*** Opening Text provided ***
The agency has given breakthrough designation to at least 10 devices that interpret data from ECGs — a relatively cheap, readily available noninvasive test. Since Mayo Clinic-founded Anumana got the first breakthrough designation for an algorithm to identify low ejection fraction in an ECG in 2019, it’s been followed by others that aim to detect cardiomyopathy, catch aortic stenosis, and predict when a patient is going to have a heart attack — a myocardial infarction — in the next day.
“Aortic stenosis on an ECG is something we don’t normally track. We don’t really predict in the future if you have MIs on ECGs, we use them to tell you if you’re having one right now,” said Eric Oermann, director of the Health AI Research Lab at NYU Langone. “The breakthrough device is like: Let’s enable that to do something that it currently can’t do.”
Democratization of screening through AI also has also unified breakthrough designations in neurology, the third-largest category. The FDA has stamped diagnostic aids and screenings for autism spectrum disorder, traumatic brain injury, and Alzheimer’s disease with the label.
Those breakthroughs mostly were given out in the earlier years of the program. But more recently, the agency has issued more designations to therapeutic implementations of AI in neurology. In the future, that could mean enhanced regulatory access for tools that algorithmically deliver neuroelectric impulses to help patients with paralysis, Parkinson’s disease, and cerebral palsy move and communicate.
A prelude to generative AI authorizations
Through its patterns of breakthrough designation, the FDA has also sent signals about its approach to tools using generative AI. The subject of the first meetings of the agency’s Digital Health Advisory Committee, these pose a regulatory challenge because their outputs can be so expansive.
The agency has yet to authorize a device that utilizes generative AI. But at least three companies have announced breakthrough designations that rely on the technology. One uses commercial large language models in a chatbot to guide patients through recovery from total joint replacement surgery. Two others are vision-language models being developed to reason over images — chest X-rays and pathology slides — and draft text outputs for clinicians to review.
With generative AI, Stanford’s Ruggles said, “the FDA is seeking to examine that and spend the additional time and focus on that authorization through the breakthrough designation pathway.”
That’s not to say any of these devices will necessarily deliver breakthrough clinical results. The FDA gives out breakthrough stickers to devices that provide “for more effective treatment or diagnosis of a life-threatening or irreversibly debilitating human disease or condition.” “Whether they actually work, though, it’s definitely not what the FDA is saying when it makes those designations,” said Oermann. “And frequently we see that the science doesn’t keep up with that.”
That means there’s no guarantee that they’ll get authorized by the FDA, or that they’ll prove better than existing therapies and diagnostics once they do. That evidence gap has been highlighted as a concern by health policy researchers as legislators advance bills that would speed Medicare reimbursement for authorized breakthrough devices.
But many AI breakthroughs have reached the market, and many more will. At least 29 have been authorized — 11 through the FDA’s de novo track, 17 as 510(k)s, and a solitary premarket approval. Just last week, Anumana announced clearance of its second ECG algorithm, this one to detect pulmonary hypertension. That lone premarket approval was also issued last month, to a system called Claire that uses AI to evaluate breast cancer margins during a lumpectomy.
Does that mean those authorized breakthroughs are leading AI adoption in health systems? Not quite.
“People like to use breakthrough as a sort of marketing thing,” said Makower. But when a newly approved technology reaches hospitals and health systems, the label alone doesn’t mean much, he said: “OK, it’s a breakthrough. Let’s see what the evidence is.”
*** Closing Text provided ***
*** Opening Data to examine ***
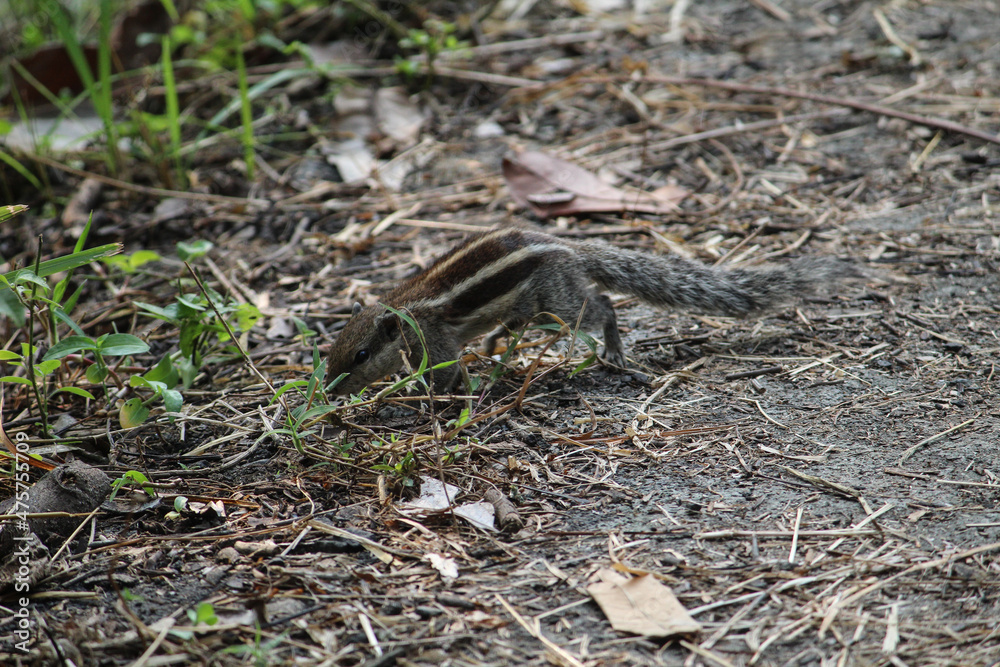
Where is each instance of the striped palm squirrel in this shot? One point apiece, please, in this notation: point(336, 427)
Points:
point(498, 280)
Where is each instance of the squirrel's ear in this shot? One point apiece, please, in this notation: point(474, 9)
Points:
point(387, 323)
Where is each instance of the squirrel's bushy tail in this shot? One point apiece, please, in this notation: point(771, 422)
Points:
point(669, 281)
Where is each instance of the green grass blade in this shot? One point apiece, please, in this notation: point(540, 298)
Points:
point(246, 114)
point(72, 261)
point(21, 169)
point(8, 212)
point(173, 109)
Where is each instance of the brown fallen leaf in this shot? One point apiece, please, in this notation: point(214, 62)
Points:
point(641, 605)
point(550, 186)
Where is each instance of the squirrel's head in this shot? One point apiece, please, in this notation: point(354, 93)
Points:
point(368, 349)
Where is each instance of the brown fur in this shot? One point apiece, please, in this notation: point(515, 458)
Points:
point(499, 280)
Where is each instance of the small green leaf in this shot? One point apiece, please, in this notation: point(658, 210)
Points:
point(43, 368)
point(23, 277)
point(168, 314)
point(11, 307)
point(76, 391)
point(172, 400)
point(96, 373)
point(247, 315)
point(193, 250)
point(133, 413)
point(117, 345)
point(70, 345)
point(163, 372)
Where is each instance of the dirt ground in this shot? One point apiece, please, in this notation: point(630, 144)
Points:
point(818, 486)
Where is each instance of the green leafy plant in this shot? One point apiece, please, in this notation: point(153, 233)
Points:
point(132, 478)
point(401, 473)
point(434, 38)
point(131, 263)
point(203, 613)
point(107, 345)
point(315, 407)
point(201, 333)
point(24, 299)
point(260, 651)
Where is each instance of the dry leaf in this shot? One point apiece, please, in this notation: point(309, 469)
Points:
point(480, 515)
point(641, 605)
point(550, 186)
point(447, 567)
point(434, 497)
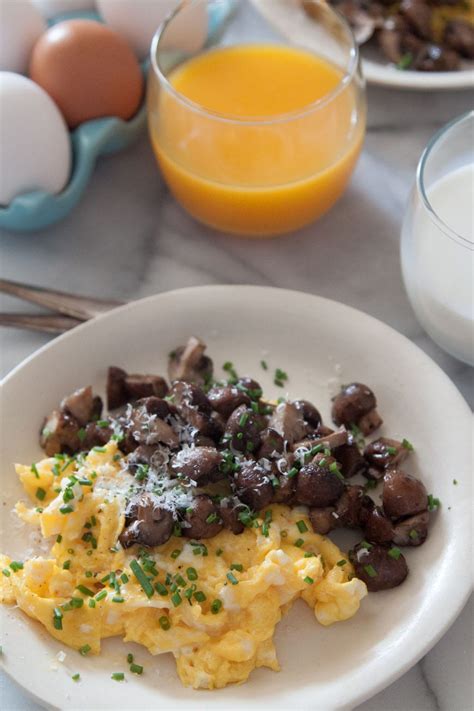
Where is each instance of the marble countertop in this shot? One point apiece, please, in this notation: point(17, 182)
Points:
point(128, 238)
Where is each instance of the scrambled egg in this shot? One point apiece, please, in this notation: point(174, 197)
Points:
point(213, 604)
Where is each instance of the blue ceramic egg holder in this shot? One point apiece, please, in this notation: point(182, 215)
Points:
*** Closing Data to examine ***
Action item A:
Return the part of the text on FDA breakthrough designations that runs from "Those breakthroughs mostly" to "move and communicate.", word for word.
Action item B:
In the text on FDA breakthrough designations, what does the chatbot built on commercial large language models guide patients through?
Action item C:
Name every person the text on FDA breakthrough designations quotes.

Written solution A:
Those breakthroughs mostly were given out in the earlier years of the program. But more recently, the agency has issued more designations to therapeutic implementations of AI in neurology. In the future, that could mean enhanced regulatory access for tools that algorithmically deliver neuroelectric impulses to help patients with paralysis, Parkinson’s disease, and cerebral palsy move and communicate.

Written solution B:
Recovery from total joint replacement surgery.

Written solution C:
Eric Oermann, Ruggles, Makower